GIVEN TEXT:
══════════════════════════════

In some embodiments, determining the second reverberation intensity parameter value of the acquired accompaniment audio signal includes:

acquiring a number of beats of the acquired accompaniment audio signal within a predetermined duration;
determining a third ratio of the acquired number of beats to the maximum number of beats; and
determining a minimum of the third ratio and a target value as the second reverberation intensity parameter value.

In some embodiments, determining the third reverberation intensity parameter value of the acquired accompaniment audio signal includes:
acquiring an audio performance score of the singer of the current to-be-processed musical composition, and determining the third reverberation intensity parameter value based on the audio performance score.
In some embodiments, determining the target reverberation intensity parameter value based on the first reverberation intensity parameter value, the second reverberation intensity parameter value, and the third reverberation intensity parameter value includes:

acquiring a basic reverberation intensity parameter value, a first weight value, a second weight value, and a third weight value;
determining a first sum value of the first weight value and the first reverberation intensity parameter value;
determining a second sum value of the second weight value and the second reverberation intensity parameter value;
determining a third sum value of the third weight value and the third reverberation intensity parameter value; and
acquiring a fourth sum value of the basic reverberation intensity parameter value, the first sum value, the second sum value, and the third sum value, and determining a minimum of the fourth ratio and a target value as the target reverberation intensity parameter value.

In some embodiments, reverberating the acquired vocal signal based on the target reverberation intensity parameter value includes:

adjusting a total reverberation gain of the acquired vocal signal based on the target reverberation intensity parameter value; or
adjusting at least one reverberation algorithm parameter of the acquired vocal signal based on the target reverberation intensity parameter value.

In some embodiments, after reverberating the acquired vocal signal, the method further includes:
mixing the acquired accompaniment audio signal and the reverberated vocal signal, and outputting the mixed audio signal.
According to another aspect of embodiments of the present disclosure, an apparatus for processing audio is provided. The apparatus includes:

an acquiring module, configured to acquire an accompaniment audio signal and a vocal signal of a current to-be-processed musical composition;
a determining module, configured to determine a target reverberation intensity parameter value of the acquired accompaniment audio signal, wherein the target reverberation intensity parameter value is configured to indicate at least one of a rhythm speed, an accompaniment type, and a performance score of a singer of the current to-be-processed musical composition; and
a processing module, configured to reverberate the acquired vocal signal based on the target reverberation intensity parameter value.

In some embodiments, the determining module is further configured to determine a first reverberation intensity parameter value of the acquired accompaniment audio signal, wherein the first reverberation intensity parameter value is configured to indicate the accompaniment type of the current to-be-processed musical composition; determine a second reverberation intensity parameter value of the acquired accompaniment audio signal, wherein the second reverberation intensity parameter value is configured to indicate the rhythm speed of the current to-be-processed musical composition; determine a third reverberation intensity parameter value of the acquired accompaniment audio signal, wherein the third reverberation intensity parameter value is configured to indicate the performance score of the singer of the current to-be-processed musical composition; and determine the target reverberation intensity parameter value based on the first reverberation intensity parameter value, the second reverberation intensity parameter value, and the third reverberation intensity parameter value.

══════════════════════════════

PROVIDED RECORDS:
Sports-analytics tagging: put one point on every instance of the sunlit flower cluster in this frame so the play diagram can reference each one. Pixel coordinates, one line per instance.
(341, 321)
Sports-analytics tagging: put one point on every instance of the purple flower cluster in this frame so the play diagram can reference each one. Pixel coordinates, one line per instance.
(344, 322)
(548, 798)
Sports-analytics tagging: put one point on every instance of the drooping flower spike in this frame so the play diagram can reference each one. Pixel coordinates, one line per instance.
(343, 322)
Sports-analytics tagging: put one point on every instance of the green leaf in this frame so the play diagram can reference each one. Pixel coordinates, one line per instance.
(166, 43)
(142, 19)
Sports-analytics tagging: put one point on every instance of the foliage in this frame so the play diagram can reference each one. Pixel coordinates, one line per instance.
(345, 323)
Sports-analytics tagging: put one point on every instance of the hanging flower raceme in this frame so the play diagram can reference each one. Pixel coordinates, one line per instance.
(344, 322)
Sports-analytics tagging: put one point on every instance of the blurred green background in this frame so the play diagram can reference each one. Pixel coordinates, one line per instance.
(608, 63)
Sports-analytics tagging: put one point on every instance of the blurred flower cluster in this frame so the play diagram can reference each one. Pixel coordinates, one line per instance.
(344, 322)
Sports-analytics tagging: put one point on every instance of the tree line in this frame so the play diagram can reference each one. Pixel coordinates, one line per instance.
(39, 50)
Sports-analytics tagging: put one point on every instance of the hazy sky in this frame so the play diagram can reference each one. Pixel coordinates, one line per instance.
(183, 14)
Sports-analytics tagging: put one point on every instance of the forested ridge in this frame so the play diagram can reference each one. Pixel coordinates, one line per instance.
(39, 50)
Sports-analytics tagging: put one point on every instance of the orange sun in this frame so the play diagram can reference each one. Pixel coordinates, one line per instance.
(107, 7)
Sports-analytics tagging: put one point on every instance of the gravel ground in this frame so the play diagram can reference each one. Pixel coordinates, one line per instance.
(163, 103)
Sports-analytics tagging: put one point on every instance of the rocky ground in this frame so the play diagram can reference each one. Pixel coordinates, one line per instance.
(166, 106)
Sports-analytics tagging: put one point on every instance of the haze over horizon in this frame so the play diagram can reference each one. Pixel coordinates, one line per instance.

══════════════════════════════

EXERCISE AIM: Continue the text on reverberating a vocal signal to match its accompaniment, picking up after its last sentence.

OUTPUT:
In some embodiments, the determining module is further configured to acquire a sequence of accompaniment audio frames by transforming the acquired accompaniment audio signal from a time domain to a time-frequency domain; acquire amplitude information of each of the accompaniment audio frames; determine a frequency domain richness coefficient of each of the accompaniment audio frames based on the amplitude information of each of the accompaniment audio frames, wherein the frequency domain richness coefficient is configured to indicate frequency domain richness of the amplitude information of each of the accompaniment audio frames, the frequency domain richness reflecting the accompaniment type of the current to-be-processed musical composition; and determine the first reverberation intensity parameter value based on the frequency domain richness coefficient of each of the accompaniment audio frames.
In some embodiments, the determining module is further configured to determine a global frequency domain richness coefficient of the current to-be-processed musical composition based on the frequency domain richness coefficient of each of the accompaniment audio frames; and acquire a first ratio of the global frequency domain richness coefficient to a maximum frequency domain richness coefficient and determine a minimum of the first ratio and a target value as the first reverberation intensity parameter value.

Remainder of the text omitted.